EXCERPTED RECORDS:
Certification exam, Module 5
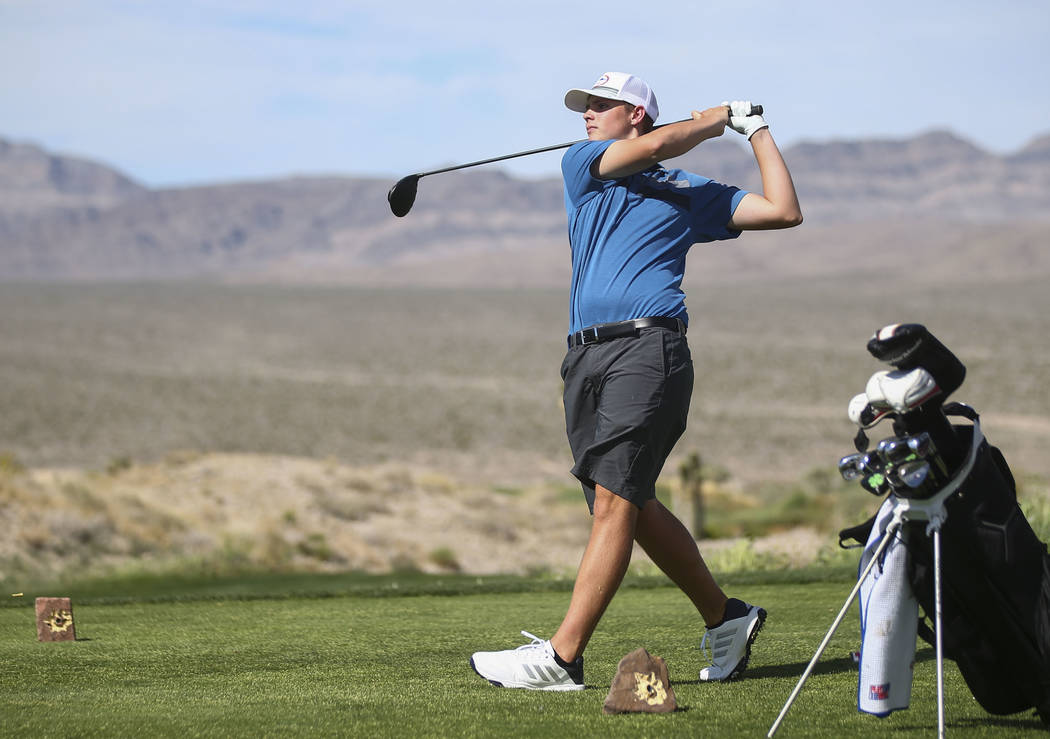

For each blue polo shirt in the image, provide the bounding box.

==

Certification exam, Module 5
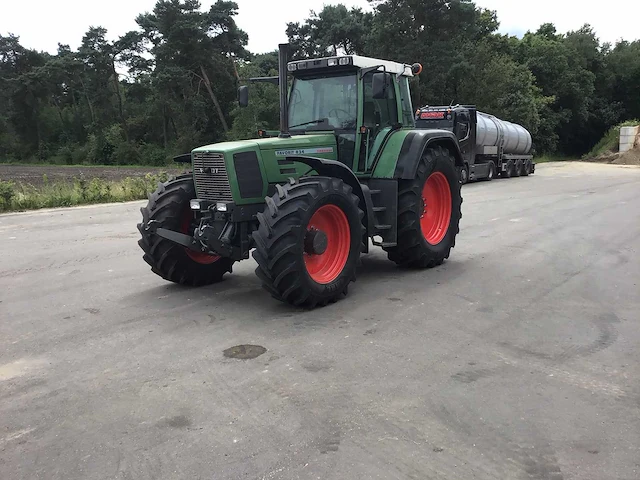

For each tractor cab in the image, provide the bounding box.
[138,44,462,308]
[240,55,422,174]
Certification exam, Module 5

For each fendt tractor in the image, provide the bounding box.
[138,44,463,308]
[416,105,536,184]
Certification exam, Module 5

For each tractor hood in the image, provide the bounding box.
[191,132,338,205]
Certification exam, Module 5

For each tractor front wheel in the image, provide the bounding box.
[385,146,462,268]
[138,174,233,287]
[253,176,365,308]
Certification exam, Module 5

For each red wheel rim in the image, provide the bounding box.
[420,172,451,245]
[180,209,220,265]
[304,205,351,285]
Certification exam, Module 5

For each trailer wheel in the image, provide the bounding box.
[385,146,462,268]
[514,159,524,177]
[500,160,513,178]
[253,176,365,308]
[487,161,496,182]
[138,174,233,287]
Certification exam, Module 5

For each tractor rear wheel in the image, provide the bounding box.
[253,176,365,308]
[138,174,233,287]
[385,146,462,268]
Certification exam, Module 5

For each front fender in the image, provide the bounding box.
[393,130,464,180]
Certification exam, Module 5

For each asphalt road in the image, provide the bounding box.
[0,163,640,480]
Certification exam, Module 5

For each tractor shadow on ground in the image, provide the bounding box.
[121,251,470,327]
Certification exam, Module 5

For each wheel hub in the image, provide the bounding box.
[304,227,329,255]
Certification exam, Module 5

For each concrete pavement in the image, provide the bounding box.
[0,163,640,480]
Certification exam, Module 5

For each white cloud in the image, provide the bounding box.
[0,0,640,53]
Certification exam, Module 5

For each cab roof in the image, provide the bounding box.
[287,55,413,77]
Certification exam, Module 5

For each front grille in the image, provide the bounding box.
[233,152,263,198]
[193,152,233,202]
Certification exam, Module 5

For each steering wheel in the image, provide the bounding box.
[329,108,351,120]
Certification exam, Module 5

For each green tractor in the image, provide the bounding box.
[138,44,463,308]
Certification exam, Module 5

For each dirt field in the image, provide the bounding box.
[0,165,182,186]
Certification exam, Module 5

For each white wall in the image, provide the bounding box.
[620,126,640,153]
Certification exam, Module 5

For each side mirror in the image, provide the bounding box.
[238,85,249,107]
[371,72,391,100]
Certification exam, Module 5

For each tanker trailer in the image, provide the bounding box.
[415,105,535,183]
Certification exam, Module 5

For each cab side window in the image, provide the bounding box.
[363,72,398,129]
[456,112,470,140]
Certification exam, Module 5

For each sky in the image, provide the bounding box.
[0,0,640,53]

DESCRIPTION OF THE TASK: Copy out every line of the listing above that contains the word "side".

TASK RESULT:
For each side mirror in the image, provide the bounding box.
For each cab side window in the image, provide the bounding box.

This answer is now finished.